■ Deine Aufgabe:
Schreib aus dem Text über den Verkehr in Denkendorf die Stelle von „Mobilitätsserie: Denkendorf hat“ bis „über Neuhausen hinaus.“ Wort für Wort ab.

Der Bus zum Flughafen ist für Pendler und Urlauber attraktiv. Foto: Bulgrin - Bulgrin

Mobilitätsserie: Denkendorf hat gute Busverbindungen: zur Stadtbahn in Nellingen, nach Esslingen und zum Flughafen. Doch Staus und Baustellen stören den Takt.

DenkendorfMobilität hat in Denkendorf zwei verschiedene Seiten. Die Nachteile: Die A 8 hört man im Ort Tag und Nacht, auch die Landesstraße 1204 ist stark befahren, Düsenjets stoppen jedes Gespräch auf der Terrasse und in einigen Jahren wird auch noch der ICE vorbeirauschen. Die Vorteile: Denkendorf ist gut mit der Welt verbunden. In acht Minuten ist man mit dem Pkw auf der Autobahn, in elf Minuten mit dem Filderexpress (Linie 119) an der U-Bahn-Station in Nellingen und in 18 Minuten mit dem Express-Bus am Flughafen. Dort wird man in einigen Jahren in den ICE einsteigen können. Zukunftsmusik ist noch der eigene Schienenanschluss, zum Beispiel durch die S-Bahnverlängerung über Neuhausen hinaus.

■ Vorliegende Daten:

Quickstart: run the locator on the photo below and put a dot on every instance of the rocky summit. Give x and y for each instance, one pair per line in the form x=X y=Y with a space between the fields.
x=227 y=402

■ Richtige Antwort:
Mobilitätsserie: Denkendorf hat gute Busverbindungen: zur Stadtbahn in Nellingen, nach Esslingen und zum Flughafen. Doch Staus und Baustellen stören den Takt.

DenkendorfMobilität hat in Denkendorf zwei verschiedene Seiten. Die Nachteile: Die A 8 hört man im Ort Tag und Nacht, auch die Landesstraße 1204 ist stark befahren, Düsenjets stoppen jedes Gespräch auf der Terrasse und in einigen Jahren wird auch noch der ICE vorbeirauschen. Die Vorteile: Denkendorf ist gut mit der Welt verbunden. In acht Minuten ist man mit dem Pkw auf der Autobahn, in elf Minuten mit dem Filderexpress (Linie 119) an der U-Bahn-Station in Nellingen und in 18 Minuten mit dem Express-Bus am Flughafen. Dort wird man in einigen Jahren in den ICE einsteigen können. Zukunftsmusik ist noch der eigene Schienenanschluss, zum Beispiel durch die S-Bahnverlängerung über Neuhausen hinaus.